### Activities
A. In the passage below on Swiss bank lending to poor countries, condense the paragraph beginning "That leaves private investors" into a short bulleted list that keeps its main facts.
B. Write the next part of the passage below on Swiss bank lending to poor countries, picking up after its final sentence.

### Extract
##############################
That leaves private investors. According to data from the Swiss National Bank (SNB) and the Bank for International Settlements (BIS), there are currently 40 Swiss banks with a total exposure of 5.7 billion francs in the 86 poorest countries. Bearing in mind that World Health Organization (WHO) statistics show total health spending by the 69 poorest countries of just 19.7 billion, 5.7 billion is a very significant amount, and is equivalent to half of the Confederation’s international cooperation budget for the next four years.
Monumental corruption scandals in Mozambique and Papua New Guinea in recent years have illustrated the magnitude and potentially disastrous nature of the role of big Swiss banks as major lenders in the debt-ridden economies of poor countries. Seven years ago Credit Suisse extended loans worth over 2 billion dollars to the Mozambican Government – at the time equivalent to one-eighth of the South-East African country’s gross domestic product. Funds meant to be invested in the government-sponsored expansion of the fishing industry seeped away into the pockets of the deal's puppet masters and plunged the country into State bankruptcy. The consequences for the population were disastrous: "As a result of the economic misery, recent years have seen no tangible improvement in the fight against HIV or malaria. Infant and maternal mortality have remained high", wrote the online magazine Republic last year about the case. Besides, Mozambique's poorest regions were hit by a cyclone in the spring of 2019, and the affected population groups were left to fend for themselves in coping with the consequences. Hunger and malaria worsened. One can hardly imagine what might happen should the covid-19 pandemic begin to take hold there.
##############################
### Extracted data
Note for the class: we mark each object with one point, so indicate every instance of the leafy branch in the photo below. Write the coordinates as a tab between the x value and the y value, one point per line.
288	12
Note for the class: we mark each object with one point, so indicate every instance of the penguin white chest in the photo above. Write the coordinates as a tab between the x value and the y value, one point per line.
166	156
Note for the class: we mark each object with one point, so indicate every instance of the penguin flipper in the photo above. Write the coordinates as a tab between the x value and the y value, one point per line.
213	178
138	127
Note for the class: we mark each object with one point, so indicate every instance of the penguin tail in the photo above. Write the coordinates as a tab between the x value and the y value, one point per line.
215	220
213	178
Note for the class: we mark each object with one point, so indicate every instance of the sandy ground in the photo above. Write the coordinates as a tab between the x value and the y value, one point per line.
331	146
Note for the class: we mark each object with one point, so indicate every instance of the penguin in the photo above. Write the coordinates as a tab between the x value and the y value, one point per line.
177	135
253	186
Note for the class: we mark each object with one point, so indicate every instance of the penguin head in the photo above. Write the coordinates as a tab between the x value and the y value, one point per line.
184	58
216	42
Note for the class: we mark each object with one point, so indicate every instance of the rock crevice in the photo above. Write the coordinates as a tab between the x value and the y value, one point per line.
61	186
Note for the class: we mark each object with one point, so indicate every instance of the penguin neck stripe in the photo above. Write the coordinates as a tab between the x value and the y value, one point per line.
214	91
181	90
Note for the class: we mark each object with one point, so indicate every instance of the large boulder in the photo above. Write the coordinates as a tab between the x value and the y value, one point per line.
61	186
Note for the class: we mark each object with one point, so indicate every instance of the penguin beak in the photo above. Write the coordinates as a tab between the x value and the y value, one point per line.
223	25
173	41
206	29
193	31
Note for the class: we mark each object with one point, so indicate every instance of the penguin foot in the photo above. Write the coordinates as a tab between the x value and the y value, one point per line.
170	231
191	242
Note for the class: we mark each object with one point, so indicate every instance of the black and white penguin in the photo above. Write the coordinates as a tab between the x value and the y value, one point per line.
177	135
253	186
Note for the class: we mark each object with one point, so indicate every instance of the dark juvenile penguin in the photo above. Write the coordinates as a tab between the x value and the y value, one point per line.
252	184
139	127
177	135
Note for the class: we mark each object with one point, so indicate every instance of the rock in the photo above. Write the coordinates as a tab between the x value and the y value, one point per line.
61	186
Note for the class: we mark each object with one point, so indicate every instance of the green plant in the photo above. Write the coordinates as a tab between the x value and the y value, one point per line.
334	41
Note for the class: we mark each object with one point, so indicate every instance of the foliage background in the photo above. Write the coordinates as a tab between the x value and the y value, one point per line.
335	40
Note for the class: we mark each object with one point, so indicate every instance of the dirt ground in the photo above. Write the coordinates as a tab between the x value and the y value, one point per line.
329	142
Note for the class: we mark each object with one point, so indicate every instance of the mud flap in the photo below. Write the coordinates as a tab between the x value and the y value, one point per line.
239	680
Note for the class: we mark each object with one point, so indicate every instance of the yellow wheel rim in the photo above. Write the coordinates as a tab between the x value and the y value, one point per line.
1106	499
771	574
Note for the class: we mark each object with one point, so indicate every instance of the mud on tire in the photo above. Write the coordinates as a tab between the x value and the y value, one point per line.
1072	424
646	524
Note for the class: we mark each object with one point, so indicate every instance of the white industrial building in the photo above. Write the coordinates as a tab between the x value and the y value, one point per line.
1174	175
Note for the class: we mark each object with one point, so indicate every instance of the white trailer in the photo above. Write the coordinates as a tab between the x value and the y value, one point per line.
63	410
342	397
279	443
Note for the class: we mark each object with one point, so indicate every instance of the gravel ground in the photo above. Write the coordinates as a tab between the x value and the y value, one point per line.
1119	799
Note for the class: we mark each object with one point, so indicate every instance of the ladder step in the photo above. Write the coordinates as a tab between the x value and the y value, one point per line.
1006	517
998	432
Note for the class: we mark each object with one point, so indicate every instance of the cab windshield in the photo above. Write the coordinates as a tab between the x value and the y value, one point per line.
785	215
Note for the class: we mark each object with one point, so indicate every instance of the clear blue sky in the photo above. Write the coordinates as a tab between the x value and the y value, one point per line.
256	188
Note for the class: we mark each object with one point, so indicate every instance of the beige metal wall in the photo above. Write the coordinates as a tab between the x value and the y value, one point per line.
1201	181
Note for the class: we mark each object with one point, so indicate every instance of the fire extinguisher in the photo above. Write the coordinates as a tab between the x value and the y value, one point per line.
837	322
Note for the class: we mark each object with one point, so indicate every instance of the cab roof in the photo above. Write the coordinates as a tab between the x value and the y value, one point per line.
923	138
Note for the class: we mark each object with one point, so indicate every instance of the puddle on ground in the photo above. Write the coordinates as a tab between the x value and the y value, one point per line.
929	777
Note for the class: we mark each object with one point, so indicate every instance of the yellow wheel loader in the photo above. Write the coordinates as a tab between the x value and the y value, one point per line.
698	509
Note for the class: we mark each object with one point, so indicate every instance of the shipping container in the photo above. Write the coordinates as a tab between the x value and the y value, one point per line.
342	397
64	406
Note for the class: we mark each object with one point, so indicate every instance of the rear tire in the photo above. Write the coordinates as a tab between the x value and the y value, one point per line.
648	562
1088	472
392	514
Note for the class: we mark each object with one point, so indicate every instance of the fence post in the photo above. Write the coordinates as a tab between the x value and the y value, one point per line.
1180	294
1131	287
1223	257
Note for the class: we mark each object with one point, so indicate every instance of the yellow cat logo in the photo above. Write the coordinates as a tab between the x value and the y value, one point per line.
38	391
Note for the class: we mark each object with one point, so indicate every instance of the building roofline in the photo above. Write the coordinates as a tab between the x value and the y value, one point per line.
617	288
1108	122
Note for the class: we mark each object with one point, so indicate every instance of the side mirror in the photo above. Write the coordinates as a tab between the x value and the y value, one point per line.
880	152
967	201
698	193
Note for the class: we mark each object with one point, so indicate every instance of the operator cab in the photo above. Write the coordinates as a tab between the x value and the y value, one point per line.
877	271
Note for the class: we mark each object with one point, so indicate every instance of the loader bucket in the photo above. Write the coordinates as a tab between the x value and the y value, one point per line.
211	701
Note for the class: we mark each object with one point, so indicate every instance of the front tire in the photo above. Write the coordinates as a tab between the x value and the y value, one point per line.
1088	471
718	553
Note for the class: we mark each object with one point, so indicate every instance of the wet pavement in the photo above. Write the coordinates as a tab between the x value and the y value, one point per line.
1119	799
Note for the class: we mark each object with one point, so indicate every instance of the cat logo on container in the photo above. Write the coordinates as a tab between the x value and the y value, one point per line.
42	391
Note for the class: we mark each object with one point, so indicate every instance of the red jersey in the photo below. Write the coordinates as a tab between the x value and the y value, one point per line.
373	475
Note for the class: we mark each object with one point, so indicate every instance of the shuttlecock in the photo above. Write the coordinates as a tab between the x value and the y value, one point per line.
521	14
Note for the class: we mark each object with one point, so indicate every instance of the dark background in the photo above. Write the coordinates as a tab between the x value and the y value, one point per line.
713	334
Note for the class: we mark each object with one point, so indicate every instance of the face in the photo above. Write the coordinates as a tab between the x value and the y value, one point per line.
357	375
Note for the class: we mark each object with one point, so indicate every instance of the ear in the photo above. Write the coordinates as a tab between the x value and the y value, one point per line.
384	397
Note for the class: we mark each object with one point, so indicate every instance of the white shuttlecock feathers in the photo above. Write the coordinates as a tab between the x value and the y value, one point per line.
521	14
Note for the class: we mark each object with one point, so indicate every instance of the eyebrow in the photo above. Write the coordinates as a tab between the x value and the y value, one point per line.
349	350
##############################
### Response list
A.
- According to SNB and BIS data, 40 Swiss banks have a combined exposure of 5.7 billion francs in the 86 poorest countries.
- WHO statistics put total health spending by the 69 poorest countries at only 19.7 billion.
- The 5.7 billion is therefore very significant, equal to half of the Confederation's international cooperation budget for the next four years.

B.
In Papua New Guinea for its part, the government borrowed 945 million francs from UBS in 2014 to acquire a stake in the country's biggest oil company, Oil Search Ltd. The Finance Minister opposed the deal, but the Prime Minister forced it through, allegedly by unlawful means and at great cost to the population. The case is still pending. "Whereas UBS made a profit of over 80 million francs on the loan transaction, it turned into a gigantic losing proposition for Papua New Guinea, as oil and gas prices collapsed just a few months after the closing of the deal and the government was forced to dispose of all its Oil Search shares at a loss. The deal and its consequences cost the financially weak island-state about 400 million dollars", the South-East Asia correspondent for SRF radio Karen Wenger reported a year ago in the Echo der Zeit programme. This is by no means chicken feed for a State with overall expenditure of 14 billion dollars.
In such cases, debt relief or the write-off of the relevant loans by major Swiss banks can be a blessing for the people of the countries concerned. Conversely, the banks would also be ridding themselves of undesirable credit risks: should the March 2020 rescue package mounted by the major Western central banks prove insufficient to stabilise the financial system in this crisis, the big banks too could again find themselves in a tailspin. And once again – as in the 2008 financial crisis – any bad loan not written off by that stage at the latest would be one too many.